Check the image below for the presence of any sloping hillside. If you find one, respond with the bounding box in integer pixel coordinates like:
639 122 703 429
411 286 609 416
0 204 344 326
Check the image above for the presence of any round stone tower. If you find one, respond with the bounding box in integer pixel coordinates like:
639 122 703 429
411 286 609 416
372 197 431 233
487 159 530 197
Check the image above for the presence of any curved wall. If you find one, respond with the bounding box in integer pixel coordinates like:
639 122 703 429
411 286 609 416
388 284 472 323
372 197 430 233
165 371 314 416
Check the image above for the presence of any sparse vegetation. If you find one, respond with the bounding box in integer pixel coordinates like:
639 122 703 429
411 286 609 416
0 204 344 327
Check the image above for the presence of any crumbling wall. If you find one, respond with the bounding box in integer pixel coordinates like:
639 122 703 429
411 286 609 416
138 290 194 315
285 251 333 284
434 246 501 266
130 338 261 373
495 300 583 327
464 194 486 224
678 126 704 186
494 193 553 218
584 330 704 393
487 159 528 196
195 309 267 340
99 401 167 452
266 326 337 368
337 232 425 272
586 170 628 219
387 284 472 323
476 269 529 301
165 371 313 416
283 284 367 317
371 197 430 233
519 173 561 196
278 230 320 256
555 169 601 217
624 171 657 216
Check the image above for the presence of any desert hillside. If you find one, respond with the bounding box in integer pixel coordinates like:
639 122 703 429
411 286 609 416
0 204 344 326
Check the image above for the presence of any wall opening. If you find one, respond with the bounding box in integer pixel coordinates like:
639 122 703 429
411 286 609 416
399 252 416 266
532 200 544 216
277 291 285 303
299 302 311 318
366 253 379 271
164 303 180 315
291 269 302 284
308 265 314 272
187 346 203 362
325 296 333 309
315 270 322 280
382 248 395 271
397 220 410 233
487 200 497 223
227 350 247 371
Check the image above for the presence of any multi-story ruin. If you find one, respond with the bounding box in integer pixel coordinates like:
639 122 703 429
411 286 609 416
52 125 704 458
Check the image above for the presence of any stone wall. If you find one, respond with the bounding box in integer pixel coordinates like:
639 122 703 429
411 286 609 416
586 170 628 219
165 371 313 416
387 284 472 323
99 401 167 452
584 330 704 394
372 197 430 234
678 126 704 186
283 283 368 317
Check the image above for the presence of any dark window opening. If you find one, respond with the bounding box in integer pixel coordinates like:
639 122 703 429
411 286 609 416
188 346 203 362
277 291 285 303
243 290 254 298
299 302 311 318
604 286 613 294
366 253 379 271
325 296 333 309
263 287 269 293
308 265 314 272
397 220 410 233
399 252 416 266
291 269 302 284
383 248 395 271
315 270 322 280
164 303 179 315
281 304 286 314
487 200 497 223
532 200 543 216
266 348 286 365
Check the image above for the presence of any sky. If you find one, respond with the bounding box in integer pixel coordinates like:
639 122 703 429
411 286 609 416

—————

EXERCISE DESCRIPTION:
The line containing "Check the image above for the presence of any multi-story" begins the span, and the last line of the records above ends it. Return that span exactly, and nothing outside it.

YOUR SOLUTION:
Check the image above for the presence of any multi-story ruin. If you find one, respond with the bounding box in integer pixel coordinates like:
639 122 703 429
411 286 609 416
52 125 704 458
Check the image above for the presence of any stone wall. If you find one, respond with the bounding box in integer pixel coordinates like:
639 122 703 429
411 286 609 416
586 170 628 219
165 371 313 416
387 284 472 323
99 401 167 452
584 330 704 394
372 197 430 234
678 126 704 186
283 283 368 317
Check the image above for the presence of any dark window opening. If you find one, respond with the bounding box in integer pixel coordinates like:
639 122 703 429
411 286 609 416
188 346 203 362
277 291 285 303
243 290 254 298
299 302 311 318
604 286 613 294
366 253 379 271
325 296 333 309
263 287 269 293
308 265 314 272
397 220 410 233
399 252 416 266
291 269 302 284
383 248 395 271
315 270 322 280
164 303 179 315
281 304 286 314
487 200 497 223
532 200 543 216
266 348 286 365
Check the image above for the presence of any sky. If you find one, respond with the bounding box in integer pixel coordinates like:
639 122 703 429
411 286 609 416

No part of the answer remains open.